*Task objective*.
Take the records below and set them down exactly, so that every line matches the original.

-- Dataset records follows --

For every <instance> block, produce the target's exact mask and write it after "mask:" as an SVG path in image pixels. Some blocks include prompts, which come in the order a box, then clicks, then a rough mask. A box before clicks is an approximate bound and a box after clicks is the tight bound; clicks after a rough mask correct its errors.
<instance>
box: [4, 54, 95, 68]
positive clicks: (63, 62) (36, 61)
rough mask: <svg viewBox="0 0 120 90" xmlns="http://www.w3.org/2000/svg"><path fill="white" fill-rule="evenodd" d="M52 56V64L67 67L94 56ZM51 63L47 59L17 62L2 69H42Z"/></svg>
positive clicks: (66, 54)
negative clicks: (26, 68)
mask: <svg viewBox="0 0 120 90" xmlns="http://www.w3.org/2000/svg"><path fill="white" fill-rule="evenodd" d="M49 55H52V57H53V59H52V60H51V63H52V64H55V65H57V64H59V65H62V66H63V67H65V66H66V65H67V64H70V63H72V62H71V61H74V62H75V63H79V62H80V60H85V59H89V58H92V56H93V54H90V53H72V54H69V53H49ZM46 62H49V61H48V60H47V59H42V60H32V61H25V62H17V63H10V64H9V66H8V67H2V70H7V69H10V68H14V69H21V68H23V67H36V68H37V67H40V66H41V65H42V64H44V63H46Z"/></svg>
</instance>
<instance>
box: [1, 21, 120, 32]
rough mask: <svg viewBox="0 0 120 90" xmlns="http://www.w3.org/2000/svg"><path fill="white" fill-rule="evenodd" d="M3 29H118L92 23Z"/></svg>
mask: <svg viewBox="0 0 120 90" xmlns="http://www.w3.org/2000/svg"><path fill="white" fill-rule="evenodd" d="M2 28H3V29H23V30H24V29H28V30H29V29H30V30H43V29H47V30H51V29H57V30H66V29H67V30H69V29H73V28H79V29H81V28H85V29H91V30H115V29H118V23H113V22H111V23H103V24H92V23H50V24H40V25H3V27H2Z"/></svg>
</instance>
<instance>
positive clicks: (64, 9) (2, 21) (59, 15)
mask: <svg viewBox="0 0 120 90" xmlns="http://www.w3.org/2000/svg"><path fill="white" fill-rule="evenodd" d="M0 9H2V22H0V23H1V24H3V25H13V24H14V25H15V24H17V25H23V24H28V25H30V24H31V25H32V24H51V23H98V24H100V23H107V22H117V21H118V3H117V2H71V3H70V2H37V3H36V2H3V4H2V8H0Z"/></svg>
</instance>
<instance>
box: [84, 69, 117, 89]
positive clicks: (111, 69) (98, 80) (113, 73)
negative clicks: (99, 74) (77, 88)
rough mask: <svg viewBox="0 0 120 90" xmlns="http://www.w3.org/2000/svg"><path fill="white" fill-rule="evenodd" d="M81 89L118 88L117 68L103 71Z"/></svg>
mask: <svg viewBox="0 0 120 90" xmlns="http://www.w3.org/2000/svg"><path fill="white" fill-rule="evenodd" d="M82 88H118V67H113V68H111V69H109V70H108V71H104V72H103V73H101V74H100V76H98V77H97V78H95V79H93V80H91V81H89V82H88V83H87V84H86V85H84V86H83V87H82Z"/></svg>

-- Dataset records concluded --

*Output for this task*.
For every <instance> block, produce the target's exact mask and write it after "mask:" as an SVG path in image pixels. Some blocks include prompts, which come in the order a box, then clicks, then a rough mask. A box before clicks is an approximate bound and a box after clicks is the tight bound; clicks after a rough mask correct its errors.
<instance>
box: [4, 54, 95, 68]
positive clicks: (63, 62) (36, 61)
rough mask: <svg viewBox="0 0 120 90" xmlns="http://www.w3.org/2000/svg"><path fill="white" fill-rule="evenodd" d="M52 56V64L67 67L94 56ZM51 63L47 59L17 62L2 69H42Z"/></svg>
positive clicks: (66, 54)
negative clicks: (26, 68)
mask: <svg viewBox="0 0 120 90" xmlns="http://www.w3.org/2000/svg"><path fill="white" fill-rule="evenodd" d="M49 55H52V57H53V59H52V60H51V63H52V64H55V65H57V64H59V65H62V66H63V67H65V66H66V65H67V64H70V63H72V62H71V61H74V62H75V63H79V62H80V60H85V59H89V58H92V56H93V54H90V53H72V54H69V53H49ZM46 62H49V61H48V60H47V59H42V60H32V61H25V62H17V63H10V64H9V66H8V67H2V70H7V69H10V68H14V69H21V68H23V67H36V68H37V67H40V66H41V65H42V64H44V63H46Z"/></svg>
</instance>
<instance>
box: [1, 21, 120, 32]
rough mask: <svg viewBox="0 0 120 90" xmlns="http://www.w3.org/2000/svg"><path fill="white" fill-rule="evenodd" d="M3 29H118L92 23Z"/></svg>
mask: <svg viewBox="0 0 120 90" xmlns="http://www.w3.org/2000/svg"><path fill="white" fill-rule="evenodd" d="M2 28H3V29H23V30H24V29H28V30H29V29H30V30H43V29H47V30H51V29H57V30H66V29H67V30H69V29H73V28H79V29H81V28H85V29H91V30H115V29H118V23H113V22H111V23H103V24H92V23H50V24H40V25H3V27H2Z"/></svg>
</instance>
<instance>
positive clicks: (64, 9) (2, 21) (59, 15)
mask: <svg viewBox="0 0 120 90" xmlns="http://www.w3.org/2000/svg"><path fill="white" fill-rule="evenodd" d="M0 9H2V22H0V23H1V24H3V25H13V24H14V25H15V24H17V25H23V24H28V25H30V24H31V25H32V24H51V23H98V24H100V23H107V22H117V21H118V3H117V2H71V3H70V2H37V3H36V2H3V4H2V8H0Z"/></svg>
</instance>
<instance>
box: [84, 69, 117, 89]
positive clicks: (111, 69) (98, 80) (113, 73)
negative clicks: (99, 74) (77, 88)
rough mask: <svg viewBox="0 0 120 90" xmlns="http://www.w3.org/2000/svg"><path fill="white" fill-rule="evenodd" d="M81 89L118 88L117 68L103 71Z"/></svg>
mask: <svg viewBox="0 0 120 90" xmlns="http://www.w3.org/2000/svg"><path fill="white" fill-rule="evenodd" d="M82 88H118V67H113V68H111V69H109V70H108V71H104V72H103V73H101V74H100V76H98V77H97V78H95V79H93V80H91V81H89V82H88V83H87V84H86V85H84V86H83V87H82Z"/></svg>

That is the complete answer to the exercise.